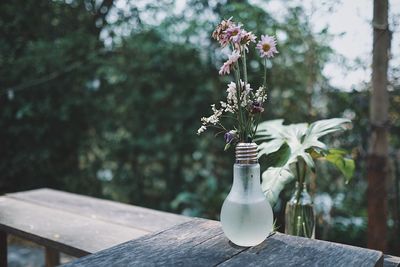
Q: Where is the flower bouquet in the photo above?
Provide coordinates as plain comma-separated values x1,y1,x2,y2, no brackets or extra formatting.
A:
197,18,278,247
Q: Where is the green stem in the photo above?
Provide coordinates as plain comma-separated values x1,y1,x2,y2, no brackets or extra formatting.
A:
263,58,267,90
242,49,247,86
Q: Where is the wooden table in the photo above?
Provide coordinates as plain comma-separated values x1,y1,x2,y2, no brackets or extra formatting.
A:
0,189,190,266
64,219,399,267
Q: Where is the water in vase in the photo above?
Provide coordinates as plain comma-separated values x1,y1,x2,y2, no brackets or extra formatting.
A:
221,143,273,247
221,198,273,247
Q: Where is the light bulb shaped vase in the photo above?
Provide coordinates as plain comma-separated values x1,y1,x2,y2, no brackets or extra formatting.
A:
221,143,273,247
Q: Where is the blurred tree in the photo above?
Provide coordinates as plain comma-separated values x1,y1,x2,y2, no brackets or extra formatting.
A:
0,0,400,254
367,0,390,251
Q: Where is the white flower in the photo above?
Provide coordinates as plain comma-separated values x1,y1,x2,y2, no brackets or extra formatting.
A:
219,50,240,75
197,125,207,135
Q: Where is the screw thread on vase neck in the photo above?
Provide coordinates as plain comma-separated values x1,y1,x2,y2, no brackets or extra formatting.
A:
236,143,258,164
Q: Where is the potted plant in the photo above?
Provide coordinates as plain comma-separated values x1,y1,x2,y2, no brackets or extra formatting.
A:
256,118,354,237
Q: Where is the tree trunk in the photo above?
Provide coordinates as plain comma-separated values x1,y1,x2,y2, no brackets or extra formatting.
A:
367,0,390,251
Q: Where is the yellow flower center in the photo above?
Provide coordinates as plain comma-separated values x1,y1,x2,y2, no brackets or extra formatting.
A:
263,44,271,52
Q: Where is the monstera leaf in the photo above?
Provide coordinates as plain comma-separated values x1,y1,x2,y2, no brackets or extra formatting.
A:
255,118,354,204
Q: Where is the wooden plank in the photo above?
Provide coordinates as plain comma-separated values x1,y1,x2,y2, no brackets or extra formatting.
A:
65,219,383,267
45,247,60,267
7,188,190,232
0,230,7,267
64,219,246,267
0,197,148,257
219,233,383,267
383,255,400,267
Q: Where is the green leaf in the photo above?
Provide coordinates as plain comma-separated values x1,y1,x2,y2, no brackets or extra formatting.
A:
259,143,291,169
256,118,354,202
325,149,355,183
261,166,294,206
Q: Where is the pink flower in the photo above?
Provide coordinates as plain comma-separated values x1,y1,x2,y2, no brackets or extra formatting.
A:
225,25,244,43
212,17,234,47
257,35,279,58
241,30,257,52
219,50,240,75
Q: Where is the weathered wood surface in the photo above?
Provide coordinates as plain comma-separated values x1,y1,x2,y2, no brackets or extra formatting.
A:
383,255,400,267
7,188,190,232
0,197,149,257
0,230,7,267
65,219,383,267
45,248,60,267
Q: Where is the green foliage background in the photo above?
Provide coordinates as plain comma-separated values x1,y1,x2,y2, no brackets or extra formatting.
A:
0,0,400,253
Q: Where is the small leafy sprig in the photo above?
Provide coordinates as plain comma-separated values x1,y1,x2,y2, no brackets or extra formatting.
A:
197,18,278,150
255,118,355,205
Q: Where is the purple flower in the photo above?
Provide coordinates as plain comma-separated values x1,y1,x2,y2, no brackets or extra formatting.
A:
224,130,236,144
250,101,264,114
257,35,279,58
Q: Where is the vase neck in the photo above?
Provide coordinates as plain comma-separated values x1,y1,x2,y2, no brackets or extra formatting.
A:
296,182,307,192
236,143,258,164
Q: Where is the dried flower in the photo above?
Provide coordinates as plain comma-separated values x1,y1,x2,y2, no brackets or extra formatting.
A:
254,86,267,103
250,101,264,114
224,130,237,144
197,18,278,150
257,35,279,58
225,24,244,44
219,50,240,75
197,125,207,135
212,17,234,47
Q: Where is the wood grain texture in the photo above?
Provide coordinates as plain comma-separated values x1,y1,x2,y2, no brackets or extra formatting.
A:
45,248,60,267
61,219,383,267
219,233,383,267
7,188,190,232
383,255,400,267
65,219,246,267
0,197,148,257
0,230,7,267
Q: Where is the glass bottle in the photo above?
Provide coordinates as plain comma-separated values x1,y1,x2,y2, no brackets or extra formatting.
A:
221,143,273,247
285,182,315,238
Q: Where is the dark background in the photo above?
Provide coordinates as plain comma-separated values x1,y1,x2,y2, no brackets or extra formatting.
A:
0,0,400,254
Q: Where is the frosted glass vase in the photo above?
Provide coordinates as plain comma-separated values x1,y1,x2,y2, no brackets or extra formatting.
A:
221,143,273,247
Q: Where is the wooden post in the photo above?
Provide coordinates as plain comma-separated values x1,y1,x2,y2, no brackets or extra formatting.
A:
45,247,60,267
367,0,390,251
0,231,7,267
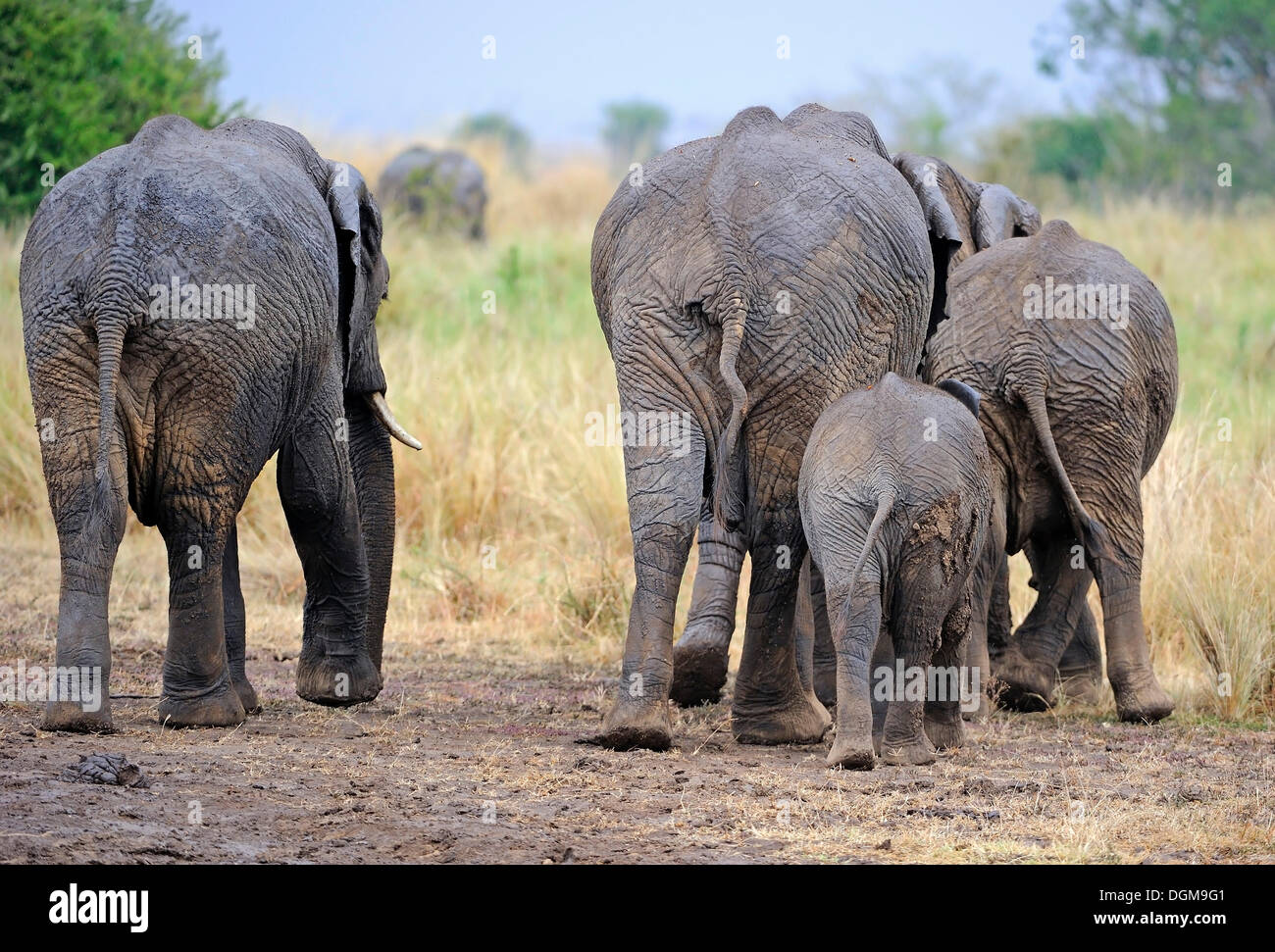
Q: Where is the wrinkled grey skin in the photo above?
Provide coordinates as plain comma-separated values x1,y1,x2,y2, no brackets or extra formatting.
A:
799,374,992,770
593,106,934,749
377,145,487,241
21,116,413,730
672,152,1041,706
923,221,1178,722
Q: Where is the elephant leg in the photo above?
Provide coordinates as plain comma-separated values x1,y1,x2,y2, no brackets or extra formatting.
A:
160,507,247,727
963,502,1010,720
277,395,382,706
881,558,968,766
797,556,837,710
1085,491,1173,723
985,544,1014,662
587,426,704,751
731,509,833,744
222,526,262,714
37,418,128,731
925,573,987,751
670,505,744,707
995,535,1093,711
826,566,883,770
1058,598,1103,704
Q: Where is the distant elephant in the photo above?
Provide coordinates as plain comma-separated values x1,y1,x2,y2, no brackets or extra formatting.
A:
923,221,1178,722
20,116,411,730
593,105,955,749
671,152,1041,706
377,145,487,241
799,374,992,770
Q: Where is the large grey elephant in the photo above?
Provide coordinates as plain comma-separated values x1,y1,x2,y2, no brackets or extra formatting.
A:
798,374,992,770
21,116,411,730
923,221,1178,722
593,105,955,749
671,152,1041,706
377,145,487,241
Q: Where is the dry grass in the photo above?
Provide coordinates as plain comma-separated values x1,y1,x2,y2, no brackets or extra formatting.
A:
0,147,1275,724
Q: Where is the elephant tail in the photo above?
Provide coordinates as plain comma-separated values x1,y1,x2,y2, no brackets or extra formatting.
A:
93,314,128,517
850,483,899,591
713,296,748,531
1016,383,1112,573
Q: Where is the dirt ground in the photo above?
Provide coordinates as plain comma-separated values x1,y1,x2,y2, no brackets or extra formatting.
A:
0,534,1275,863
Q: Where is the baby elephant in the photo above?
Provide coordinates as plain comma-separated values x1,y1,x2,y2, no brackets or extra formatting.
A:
799,374,992,770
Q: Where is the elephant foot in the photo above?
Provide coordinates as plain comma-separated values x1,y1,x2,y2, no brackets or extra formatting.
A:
824,730,876,770
960,692,992,723
925,714,965,751
39,687,115,734
881,734,939,768
731,692,833,745
668,632,730,707
297,647,382,707
1112,669,1173,724
160,678,247,727
582,700,673,751
994,645,1058,711
230,675,262,714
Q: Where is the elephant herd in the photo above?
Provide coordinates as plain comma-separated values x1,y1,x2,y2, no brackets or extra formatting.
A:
21,105,1177,769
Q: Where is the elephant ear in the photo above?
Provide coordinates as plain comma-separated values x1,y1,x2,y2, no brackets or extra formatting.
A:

------------------------------

▶ Aim of the task:
Copy out every line of the entries above word for word, leaving out the pictures.

▶ Reply:
Q: Where is the flower bouquet in the photo above?
Provide coordinates as plain comma-separated values x1,y1,x2,y2, no brackets or extra formatting.
A:
197,18,278,247
Q: Where is the green stem in the photo above?
Provide coordinates as plain comma-separated values x1,y1,x2,y2, no brackets or extra formatting.
A:
263,58,267,90
242,49,247,86
Q: Where is the wooden table in the photo above?
Provide coordinates as plain comma-separated values x1,y1,x2,y2, no brackets or extra formatting.
A:
0,189,190,266
64,219,399,267
Q: Where is the water in vase in the photo above?
Provide coordinates as plain comma-separated values x1,y1,x2,y2, no brackets or extra formatting.
A:
221,143,273,247
221,198,273,247
Q: Where is the light bulb shaped vase in the photo above?
Provide coordinates as plain comma-separated values x1,y1,x2,y2, no brackets or extra formatting.
A:
221,143,273,247
Q: Where is the blurred tree in the photo above?
Provide coordinates as plain comma-separated values x1,y1,x2,y2, no brackets or extra formatting.
A:
0,0,400,254
367,0,390,251
Q: Where is the white flower in the photo above?
Provide coordinates as plain comma-separated values x1,y1,x2,y2, no brackets or extra formatting.
A:
219,50,240,75
197,125,207,135
Q: Where is the screw thread on vase neck in the photo above?
Provide coordinates as plain comma-separated values x1,y1,x2,y2, no brackets or extra formatting.
A:
236,143,258,164
Q: Where is the potted plant in the photo above?
Provide coordinates as plain comma-separated values x1,y1,x2,y2, no brackets or extra formatting.
A:
256,118,354,237
Q: Where is the tree trunk in the photo above?
Provide coordinates as plain comma-separated values x1,y1,x2,y2, no brackets or extra formatting.
A:
367,0,390,251
Q: Where is the yellow flower center in the photo above?
Provide coordinates as plain comma-separated values x1,y1,x2,y2, no brackets or extra formatting.
A:
263,44,271,52
Q: Where is the monstera leaf in the photo above?
Provide coordinates as plain comma-separated values x1,y1,x2,y2, no brackets or extra formatting.
A:
255,118,354,204
Q: Where is the wooden plank in the photo above?
Provide coordinates as plain comma-separated values x1,y1,x2,y2, no brackets or extra formatting.
A:
65,219,383,267
45,247,60,267
7,188,190,232
0,230,7,267
64,219,246,267
0,197,148,257
219,233,383,267
383,255,400,267
Q: Where is the green leaf in the photo above?
Provide coordinates as plain comma-separated values x1,y1,x2,y2, no brackets or extra formatting.
A:
259,143,291,169
256,118,354,202
325,149,355,183
261,166,294,206
Q: Where is the pink flower in the photo above?
Provide coordinates as plain comma-separated values x1,y1,x2,y2, no brackets or extra formatting.
A:
225,25,244,43
212,17,234,47
257,35,279,58
241,30,257,52
219,50,240,75
Q: Where is the weathered wood surface in the photo above?
Provide coordinates as plain comma-separated values x1,y1,x2,y2, no brackets or extra formatting.
A:
383,255,400,267
7,188,190,232
0,197,149,257
0,230,7,267
65,219,383,267
45,248,60,267
Q: Where is the green foliage background in the photo above?
Provide coordinates as plain comma-separated values x1,y1,x2,y2, no brackets or extra formatting.
A:
0,0,400,253
Q: Where is the small leafy sprig in the photo above?
Provide coordinates as plain comma-separated values x1,y1,x2,y2, no brackets or extra formatting.
A:
197,18,278,150
255,118,355,205
Q: Where is the purple flower in the photo above?
Provide coordinates as plain comma-separated values x1,y1,x2,y2, no brackets or extra formatting.
A:
224,130,236,144
250,101,264,114
257,35,279,58
Q: Where is the vase neck in the photo above?
Provide coordinates as plain comma-separated values x1,y1,x2,y2, no brackets or extra formatting.
A:
296,182,307,192
236,143,258,164
Q: Where is the dried flower in the photo above?
Provide coordinates as plain comma-separated values x1,y1,x2,y2, no brackets or extra formatting.
A:
254,86,267,103
250,101,264,114
224,130,237,144
197,18,278,150
257,35,279,58
225,24,244,44
219,50,240,75
197,125,207,135
212,17,234,47
Q: Where is the wood grain texture in the photo above?
Provide coordinates as plain comma-separated values x1,y1,x2,y2, no brackets or extra formatting.
A:
45,248,60,267
61,219,383,267
219,233,383,267
7,188,190,232
383,255,400,267
65,219,246,267
0,197,148,257
0,230,7,267
Q: Where is the glass bottle in the photo above?
Provide coordinates as plain comma-separated values x1,y1,x2,y2, no brackets or extra formatting.
A:
221,143,273,247
285,182,315,238
Q: Where is the dark background in the photo above?
Provide coordinates as plain comma-separated values x1,y1,x2,y2, no brackets or extra formatting.
A:
0,0,400,254
Q: Where is the frosted glass vase in the photo above?
Provide coordinates as plain comma-separated values x1,y1,x2,y2, no brackets or extra formatting.
A:
221,143,273,247
Q: Where is the wooden post in the photo above?
Provide coordinates as plain comma-separated values x1,y1,x2,y2, no brackets or extra formatting.
A:
45,247,60,267
367,0,390,251
0,231,7,267
Q: Where is the wrinkled grey skin in the photo above?
Provide coordinates as plain comma-separated values x1,y1,x2,y2, no brackets or extra formatting.
A:
799,374,992,770
593,106,934,749
377,145,487,241
21,116,413,730
672,152,1041,706
923,221,1178,722
Q: Where is the elephant leg in the photo above?
Provide coordinates as plain comma-separated values x1,y1,x2,y2, no brackets or extra formatting.
A:
160,507,247,727
963,502,1010,720
277,395,382,706
881,558,968,766
797,556,837,710
1085,491,1173,723
985,544,1014,662
587,426,704,751
731,509,833,744
222,526,262,714
37,418,128,731
925,573,987,751
670,505,744,707
995,535,1093,711
826,566,883,770
1058,598,1103,704
Q: Where is the distant elephant in the photo above?
Provide coordinates as plain comma-separated values x1,y1,x2,y2, no brackets or extra formatting.
A:
923,221,1178,722
20,116,411,730
593,105,955,749
671,152,1041,706
377,145,487,241
799,374,992,770
Q: Where is the large grey elephant in the photo above?
Provide coordinates as plain comma-separated values x1,y1,x2,y2, no brackets or extra formatting.
A:
798,374,992,770
21,116,411,730
923,221,1178,722
593,105,955,749
671,152,1041,706
377,145,487,241
Q: Where is the dry grass in the photo above?
Provide coordinates as plain comma-separated values x1,y1,x2,y2, no brackets or extra formatting.
A:
0,147,1275,724
Q: Where is the elephant tail in the photo above?
Provide coordinates as plain comma-separated values x1,y1,x2,y2, no brackets or extra formatting.
A:
93,314,128,517
850,483,899,591
713,296,748,531
1016,383,1112,573
Q: Where is the dirt ground in the photo above?
Provide coordinates as plain comma-separated values x1,y1,x2,y2, no brackets or extra formatting.
A:
0,534,1275,863
Q: Where is the baby elephant in the photo above?
Provide coordinates as plain comma-separated values x1,y1,x2,y2, no brackets or extra formatting.
A:
799,374,992,770
Q: Where is the elephant foot in the photo above?
Provide coordinates as plain comma-separated values x1,y1,x2,y2, no brackets or extra formatting.
A:
824,730,876,770
960,692,992,723
925,714,965,751
39,687,115,734
881,734,939,768
731,692,833,745
668,632,730,707
297,647,382,707
1112,669,1173,724
160,678,247,727
582,700,673,751
994,645,1058,711
230,675,262,714
Q: Where is the elephant herd in the photo above?
Provide coordinates as plain comma-separated values x1,y1,x2,y2, no brackets or extra formatting.
A:
21,105,1177,769
Q: Where is the elephant ear in the photo above?
Provide coordinates as plain comma-separated values x1,y1,x2,y2, no brackets or extra formatting.
A:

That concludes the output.